● Requirements: Please repeat the part of the essay on faith and sports word for word, starting with "Be still, my soul, thy" and going on through "Liddell's favorite hymn)".

● Excerpt to read:

Be still, my soul, thy best, thy heavenly Friend
Through thorny ways leads to a joyful end.
    -Be Still, My Soul, Katharina A. von Schlegel (Eric Liddell's favorite hymn)

THINE IS THE GLORY:
Divine intervention (Gregg Easterbrook, 7/01/03, ESPN.com)
Next is the notion that performance in sport gives honor to God. People who say this usually have good intent; they are trying to set a good example for the positive effects that faith can have in a person's life. George W. Bush tells anyone who will listen that he was once a pretty crummy guy, until Jesus took his hand and gave him the strength to face things about himself he was too weak to face alone. If faith caused George W. Bush to change from crummy guy to decent man -- personally, let's leave politics out of this -- then honor is given to God, and people should know.

But this is delicate, especially in the superficial context of the sports interview. Maybe faith made Reich a better athlete or Bush a better person, but forces that have nothing to do with higher power can make you a better athlete or a better person, too. There are some terrific athletes who are unprincipled, contemptible human beings; Nautilus machines and Nike shoes made them better athletes, not God. At the same time there are some saintly, soulful human beings who believe in no divinity; ethical philosophy made them better people. To praise God when things go well for you does not necessary mean much, since things might just as easily go poorly for you, or might go well without any involvement of the divine.

Praising God for success in sports can be not only grating but a form of self-flattery. When an athlete says, in effect, "God helped me catch that touchdown pass," he's saying that in a world of poverty, inequality and war, higher powers thought his touchdown catch so vastly important that God intervened on Earth to make sure that both feet came down inbounds, while doing nothing to prevent slaughter in Africa or the Middle East. Though meant to suggest humility, praising God for success in sports often becomes a form of vanity: God wanted me to catch that pass! When I hear athletes imply that this is what the divine is like, I think: No thanks.

Finally, does God show favor or disapproval by causing us to perform well or poorly in sports? Maybe, but it seems unlikely. Could Frank Reich really have been a fine, admirable human being worthy of God's favor on Jan. 3, 1993, day of the 35-3 comeback, and then have become a despicable person deserving of divine retribution by Jan. 31, 1993, day of Reich's embarrassment in the Super Bowl? It seems a lot more likely he just had a really good outing in one game and a really bad outing in another.
There's another question implicated here though, or one of the same one's implicated in a slightly different way: if the abilities that each of us possess are ultimately gifts from God, do we not in fact honor Him by using those abilities to their utmost? This notion lies at the core of the great film Chariots of Fire and is the life lesson taught by one of its heroes, Eric Liddell, The Flying Scotsman.

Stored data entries
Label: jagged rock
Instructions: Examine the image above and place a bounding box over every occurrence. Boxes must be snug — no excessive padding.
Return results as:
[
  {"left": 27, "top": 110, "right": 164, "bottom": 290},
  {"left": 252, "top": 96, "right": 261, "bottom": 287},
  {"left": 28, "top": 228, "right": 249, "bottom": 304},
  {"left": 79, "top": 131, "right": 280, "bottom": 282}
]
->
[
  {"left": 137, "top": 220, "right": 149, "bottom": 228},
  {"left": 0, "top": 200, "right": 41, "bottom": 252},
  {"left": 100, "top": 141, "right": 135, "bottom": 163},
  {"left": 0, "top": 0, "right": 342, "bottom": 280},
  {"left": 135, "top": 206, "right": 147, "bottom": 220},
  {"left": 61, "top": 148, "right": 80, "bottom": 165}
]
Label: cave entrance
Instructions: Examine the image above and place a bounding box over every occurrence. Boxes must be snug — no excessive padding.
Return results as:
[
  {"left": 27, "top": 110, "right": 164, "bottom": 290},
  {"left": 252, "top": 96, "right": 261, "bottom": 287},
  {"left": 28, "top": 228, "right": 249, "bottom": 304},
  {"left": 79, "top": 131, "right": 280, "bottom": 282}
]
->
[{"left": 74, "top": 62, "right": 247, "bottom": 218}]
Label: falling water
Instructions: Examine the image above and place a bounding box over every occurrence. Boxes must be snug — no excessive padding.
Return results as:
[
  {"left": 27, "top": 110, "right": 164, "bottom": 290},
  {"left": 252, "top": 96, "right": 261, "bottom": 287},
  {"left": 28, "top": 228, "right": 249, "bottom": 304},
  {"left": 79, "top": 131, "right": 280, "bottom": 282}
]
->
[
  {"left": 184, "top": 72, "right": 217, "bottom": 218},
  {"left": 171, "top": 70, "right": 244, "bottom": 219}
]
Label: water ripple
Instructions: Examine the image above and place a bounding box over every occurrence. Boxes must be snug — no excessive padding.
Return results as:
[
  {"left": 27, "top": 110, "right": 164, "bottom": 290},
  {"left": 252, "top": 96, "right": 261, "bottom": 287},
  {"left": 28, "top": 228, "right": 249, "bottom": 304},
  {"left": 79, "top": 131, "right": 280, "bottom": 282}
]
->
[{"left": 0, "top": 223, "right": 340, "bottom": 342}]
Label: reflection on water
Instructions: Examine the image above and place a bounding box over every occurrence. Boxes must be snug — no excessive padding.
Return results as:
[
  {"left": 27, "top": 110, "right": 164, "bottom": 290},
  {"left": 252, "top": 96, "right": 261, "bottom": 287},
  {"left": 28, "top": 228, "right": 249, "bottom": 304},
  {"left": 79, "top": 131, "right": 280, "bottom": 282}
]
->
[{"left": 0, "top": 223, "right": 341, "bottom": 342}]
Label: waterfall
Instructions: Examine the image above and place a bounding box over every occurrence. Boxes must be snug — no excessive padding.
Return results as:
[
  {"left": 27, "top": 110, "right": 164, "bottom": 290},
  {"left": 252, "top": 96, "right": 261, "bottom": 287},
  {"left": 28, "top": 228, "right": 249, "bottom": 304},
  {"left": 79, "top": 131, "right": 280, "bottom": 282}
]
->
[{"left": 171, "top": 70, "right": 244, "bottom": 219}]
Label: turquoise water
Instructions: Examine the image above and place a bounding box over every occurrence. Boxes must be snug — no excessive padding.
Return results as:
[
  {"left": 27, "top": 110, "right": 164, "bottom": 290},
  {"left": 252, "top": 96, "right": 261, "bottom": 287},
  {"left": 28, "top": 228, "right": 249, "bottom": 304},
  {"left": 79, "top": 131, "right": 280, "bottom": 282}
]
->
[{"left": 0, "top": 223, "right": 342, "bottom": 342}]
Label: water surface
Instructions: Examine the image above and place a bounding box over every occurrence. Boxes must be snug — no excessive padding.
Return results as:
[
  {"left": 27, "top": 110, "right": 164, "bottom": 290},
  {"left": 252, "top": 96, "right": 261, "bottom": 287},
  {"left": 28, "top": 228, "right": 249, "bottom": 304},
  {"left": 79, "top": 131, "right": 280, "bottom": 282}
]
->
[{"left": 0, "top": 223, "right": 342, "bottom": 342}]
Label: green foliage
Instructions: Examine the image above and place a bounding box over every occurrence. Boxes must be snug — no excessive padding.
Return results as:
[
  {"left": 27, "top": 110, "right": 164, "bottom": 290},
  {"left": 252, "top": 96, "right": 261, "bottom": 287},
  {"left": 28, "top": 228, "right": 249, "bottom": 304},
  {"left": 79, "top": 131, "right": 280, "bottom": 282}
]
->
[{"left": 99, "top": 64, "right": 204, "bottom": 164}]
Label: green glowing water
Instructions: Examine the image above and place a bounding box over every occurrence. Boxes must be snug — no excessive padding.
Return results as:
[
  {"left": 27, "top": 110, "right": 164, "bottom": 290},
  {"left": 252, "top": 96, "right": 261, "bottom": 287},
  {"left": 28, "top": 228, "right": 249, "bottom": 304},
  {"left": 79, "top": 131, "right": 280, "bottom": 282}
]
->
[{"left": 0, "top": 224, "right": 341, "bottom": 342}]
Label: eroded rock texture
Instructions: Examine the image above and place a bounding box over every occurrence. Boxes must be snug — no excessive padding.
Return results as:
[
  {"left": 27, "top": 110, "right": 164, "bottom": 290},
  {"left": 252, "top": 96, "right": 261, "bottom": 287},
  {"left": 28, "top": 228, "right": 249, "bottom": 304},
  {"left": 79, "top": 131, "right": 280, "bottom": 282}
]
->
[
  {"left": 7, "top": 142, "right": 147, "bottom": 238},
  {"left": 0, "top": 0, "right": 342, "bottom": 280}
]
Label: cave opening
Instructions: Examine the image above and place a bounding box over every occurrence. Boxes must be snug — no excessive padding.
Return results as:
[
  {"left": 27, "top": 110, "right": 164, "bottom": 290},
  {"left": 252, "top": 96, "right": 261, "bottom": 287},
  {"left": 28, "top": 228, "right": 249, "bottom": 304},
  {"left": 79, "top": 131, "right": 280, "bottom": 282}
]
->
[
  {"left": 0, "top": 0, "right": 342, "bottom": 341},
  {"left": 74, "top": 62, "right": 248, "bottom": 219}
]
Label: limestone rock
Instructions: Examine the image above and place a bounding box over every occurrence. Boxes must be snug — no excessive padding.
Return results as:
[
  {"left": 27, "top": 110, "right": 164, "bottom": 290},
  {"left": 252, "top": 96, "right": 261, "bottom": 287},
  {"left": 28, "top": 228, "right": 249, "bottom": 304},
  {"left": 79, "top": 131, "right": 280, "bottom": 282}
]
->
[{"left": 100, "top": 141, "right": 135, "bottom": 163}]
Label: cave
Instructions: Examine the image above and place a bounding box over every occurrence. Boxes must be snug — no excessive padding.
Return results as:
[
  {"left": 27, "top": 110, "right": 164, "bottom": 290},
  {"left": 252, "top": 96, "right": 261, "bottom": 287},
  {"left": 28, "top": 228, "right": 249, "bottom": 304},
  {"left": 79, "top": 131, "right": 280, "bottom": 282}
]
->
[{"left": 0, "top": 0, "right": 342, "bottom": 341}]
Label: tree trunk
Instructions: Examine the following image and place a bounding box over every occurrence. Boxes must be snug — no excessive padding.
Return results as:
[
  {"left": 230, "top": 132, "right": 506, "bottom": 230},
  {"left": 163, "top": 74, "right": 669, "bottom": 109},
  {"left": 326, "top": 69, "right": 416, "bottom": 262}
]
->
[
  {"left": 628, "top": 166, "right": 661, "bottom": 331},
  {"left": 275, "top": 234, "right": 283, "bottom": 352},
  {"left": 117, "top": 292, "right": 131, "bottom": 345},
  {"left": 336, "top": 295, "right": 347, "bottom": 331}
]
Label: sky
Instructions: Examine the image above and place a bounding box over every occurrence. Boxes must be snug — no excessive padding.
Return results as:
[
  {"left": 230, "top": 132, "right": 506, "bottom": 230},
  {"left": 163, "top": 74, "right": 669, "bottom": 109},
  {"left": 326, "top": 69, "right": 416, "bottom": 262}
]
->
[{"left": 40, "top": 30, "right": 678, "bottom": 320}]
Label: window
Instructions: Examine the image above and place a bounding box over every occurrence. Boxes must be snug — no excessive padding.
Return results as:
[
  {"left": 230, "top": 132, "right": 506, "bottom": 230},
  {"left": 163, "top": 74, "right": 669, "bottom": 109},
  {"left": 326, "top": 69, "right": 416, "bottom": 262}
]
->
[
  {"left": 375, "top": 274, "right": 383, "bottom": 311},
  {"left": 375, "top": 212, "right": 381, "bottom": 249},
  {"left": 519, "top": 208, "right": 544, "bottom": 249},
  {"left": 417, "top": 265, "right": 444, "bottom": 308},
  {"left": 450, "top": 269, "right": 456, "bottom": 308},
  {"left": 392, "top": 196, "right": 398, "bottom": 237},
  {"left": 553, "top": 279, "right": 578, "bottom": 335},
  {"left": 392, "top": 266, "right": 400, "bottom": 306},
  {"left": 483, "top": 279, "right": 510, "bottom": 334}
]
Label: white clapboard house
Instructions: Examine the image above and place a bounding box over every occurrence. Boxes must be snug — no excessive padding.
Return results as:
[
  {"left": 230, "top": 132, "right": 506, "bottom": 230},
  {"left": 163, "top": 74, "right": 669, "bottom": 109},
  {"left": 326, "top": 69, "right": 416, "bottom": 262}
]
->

● Finished exercise:
Be still, my soul, thy best, thy heavenly Friend
Through thorny ways leads to a joyful end.
    -Be Still, My Soul, Katharina A. von Schlegel (Eric Liddell's favorite hymn)